= Page =
I have a lot of Joomla sites and WP sites. I started with Joomla when it was still Mambo.
Smaller: Size: Joomla sites starting with about 20-30mb, whereas WP with 60-80mb minimum.
"WP beats Joomal in default installation without extra's." --> absolutely disagree, because: You have to add a lot of plugins to WP to be able to do the same what Joomla does out of the box. And at minimum you have to add several plugins only to be able to normaly work with it, just a few examples: changing order of articles, duplicating articles, cache cleaning, ..
More secure, because the code is written only by a handfull developers and much more overviewed since the beginning. I have to update my customers Joomlas maybe 1x all 1-2 years because of really hard flaw, or zero day exploit. With wordpress I get stress when I update them not in 2 monthes. I had 6-8 wordpresses hacked in the past few years, whereas my last Joomla hack was about 8 years ago with Joomla 2.5 (and that was not even Joomla itself, but a form component).

= Objective A =
Locate every line in the records that contains the string "skate" and copy each one out. Uppercase and lowercase count as different.
= Objective B =
Extend the comment above comparing Joomla with WordPress, picking up right after its final sentence.

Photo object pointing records
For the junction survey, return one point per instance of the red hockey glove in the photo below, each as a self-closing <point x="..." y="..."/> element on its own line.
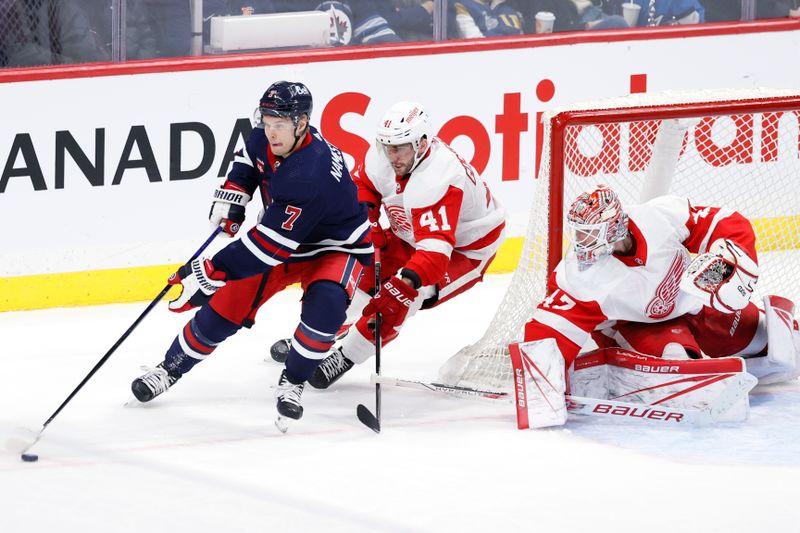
<point x="378" y="235"/>
<point x="393" y="303"/>
<point x="227" y="210"/>
<point x="199" y="281"/>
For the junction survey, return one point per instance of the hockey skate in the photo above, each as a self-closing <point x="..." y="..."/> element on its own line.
<point x="289" y="407"/>
<point x="330" y="370"/>
<point x="280" y="350"/>
<point x="154" y="382"/>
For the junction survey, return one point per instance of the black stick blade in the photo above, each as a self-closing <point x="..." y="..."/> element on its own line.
<point x="368" y="419"/>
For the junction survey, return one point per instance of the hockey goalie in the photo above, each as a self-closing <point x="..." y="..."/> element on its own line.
<point x="669" y="330"/>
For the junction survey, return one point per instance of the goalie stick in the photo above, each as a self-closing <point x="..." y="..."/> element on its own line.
<point x="607" y="409"/>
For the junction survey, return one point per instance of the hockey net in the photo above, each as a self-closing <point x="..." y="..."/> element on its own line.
<point x="736" y="149"/>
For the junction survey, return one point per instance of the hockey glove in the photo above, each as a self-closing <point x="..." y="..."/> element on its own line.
<point x="393" y="302"/>
<point x="378" y="235"/>
<point x="227" y="210"/>
<point x="724" y="277"/>
<point x="199" y="282"/>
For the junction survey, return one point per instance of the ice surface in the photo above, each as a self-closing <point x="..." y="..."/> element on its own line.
<point x="206" y="457"/>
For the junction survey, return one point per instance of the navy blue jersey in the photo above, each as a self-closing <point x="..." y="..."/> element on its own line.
<point x="311" y="207"/>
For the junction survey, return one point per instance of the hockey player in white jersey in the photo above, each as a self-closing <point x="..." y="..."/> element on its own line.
<point x="445" y="228"/>
<point x="629" y="281"/>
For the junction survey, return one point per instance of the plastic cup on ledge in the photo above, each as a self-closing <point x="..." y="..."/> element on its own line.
<point x="544" y="22"/>
<point x="630" y="12"/>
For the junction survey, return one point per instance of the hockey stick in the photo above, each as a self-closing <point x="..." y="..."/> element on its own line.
<point x="608" y="409"/>
<point x="363" y="413"/>
<point x="116" y="345"/>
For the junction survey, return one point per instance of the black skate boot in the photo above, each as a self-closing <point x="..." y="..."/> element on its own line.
<point x="288" y="395"/>
<point x="330" y="370"/>
<point x="153" y="383"/>
<point x="280" y="350"/>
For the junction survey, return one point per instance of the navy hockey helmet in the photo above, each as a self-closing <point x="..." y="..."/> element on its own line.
<point x="287" y="99"/>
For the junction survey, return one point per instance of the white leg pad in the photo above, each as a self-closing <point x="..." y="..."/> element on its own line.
<point x="782" y="361"/>
<point x="539" y="384"/>
<point x="356" y="347"/>
<point x="624" y="375"/>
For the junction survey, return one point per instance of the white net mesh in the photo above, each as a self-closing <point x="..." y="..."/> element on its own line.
<point x="736" y="149"/>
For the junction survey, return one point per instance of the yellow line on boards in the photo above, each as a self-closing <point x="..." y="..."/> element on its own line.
<point x="136" y="284"/>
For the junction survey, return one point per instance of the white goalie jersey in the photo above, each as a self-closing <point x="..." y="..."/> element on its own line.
<point x="643" y="287"/>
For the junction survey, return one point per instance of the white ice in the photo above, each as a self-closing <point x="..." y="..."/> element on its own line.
<point x="205" y="457"/>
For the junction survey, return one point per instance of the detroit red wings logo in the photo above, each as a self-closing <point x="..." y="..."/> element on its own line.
<point x="398" y="219"/>
<point x="663" y="303"/>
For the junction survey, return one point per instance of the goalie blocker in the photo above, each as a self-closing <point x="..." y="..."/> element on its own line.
<point x="635" y="386"/>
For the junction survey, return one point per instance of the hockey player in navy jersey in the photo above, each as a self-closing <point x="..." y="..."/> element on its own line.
<point x="313" y="231"/>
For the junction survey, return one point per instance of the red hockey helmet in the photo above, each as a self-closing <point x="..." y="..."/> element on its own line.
<point x="596" y="221"/>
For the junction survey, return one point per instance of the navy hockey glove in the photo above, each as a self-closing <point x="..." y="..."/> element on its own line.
<point x="227" y="210"/>
<point x="393" y="303"/>
<point x="199" y="281"/>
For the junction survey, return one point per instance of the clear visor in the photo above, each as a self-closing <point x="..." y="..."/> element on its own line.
<point x="402" y="150"/>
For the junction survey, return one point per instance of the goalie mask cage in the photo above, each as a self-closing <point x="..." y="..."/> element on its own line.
<point x="734" y="149"/>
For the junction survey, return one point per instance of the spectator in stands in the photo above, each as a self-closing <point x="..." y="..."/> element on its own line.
<point x="44" y="32"/>
<point x="379" y="22"/>
<point x="571" y="15"/>
<point x="722" y="10"/>
<point x="592" y="17"/>
<point x="767" y="9"/>
<point x="411" y="19"/>
<point x="139" y="38"/>
<point x="670" y="12"/>
<point x="484" y="18"/>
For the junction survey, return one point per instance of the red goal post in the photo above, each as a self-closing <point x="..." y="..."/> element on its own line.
<point x="738" y="149"/>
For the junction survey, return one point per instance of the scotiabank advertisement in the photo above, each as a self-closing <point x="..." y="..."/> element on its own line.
<point x="115" y="171"/>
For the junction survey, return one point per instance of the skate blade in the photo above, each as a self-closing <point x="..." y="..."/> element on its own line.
<point x="282" y="423"/>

= Exercise response A =
For the junction survey, return one point per instance of the hockey skate in the photo above, each as a self-closing <point x="..." y="..."/> element on its own line.
For the junction survey, return one point per instance of the black skate boot in the photo above, each as a self-closing <point x="..." y="..."/> element on its own line.
For the junction survey, return one point per instance of the skate blade in the photo above, each as a self-closing <point x="..." y="..."/> element on its own line.

= Exercise response B =
The structure in components, modules and plugins makes it much more clear what the software is doing where, and it mirrors it in the menu system. In WP you have all in the mainmenu, no matter what the plugin does, and its not ordered at all in any logical system. In Joomla you have the components (full features programs), modules (widgets in WP to show content), and plugins (functions).
WP makes it easier for programmer wannabes, and thats why there is so a bunch of vulnerable plugins. Joomla needs the programmers to have a learning curve, and to fit their plugins into the system. The most Joomla plugins are much longer on the market, and therefore much more stable.
The bad thing for Joomla was after the 1. generation of developers (1. generation: Mambo, they wanted it make from open source to commercially, and the developers splitted in parts, with a part maintaining it opensource on the new name Joomla). The 2nd generation was the problem, they wanted to make more money and started to change the search-feature on the repository, so that newcomers could better promote their (most not so good) new plugins, whereas the older good high rated plugins dropped somewhere in the back. That was also the time, when WP arrived, and lot of developers changed from Joomla to WP, or developed plugins and themes for both. That leads also to the fact, that you have to pay for more Joomla plugins nowadays, as in the previous time, and on WP much more plugins (or with more functionality) are still free.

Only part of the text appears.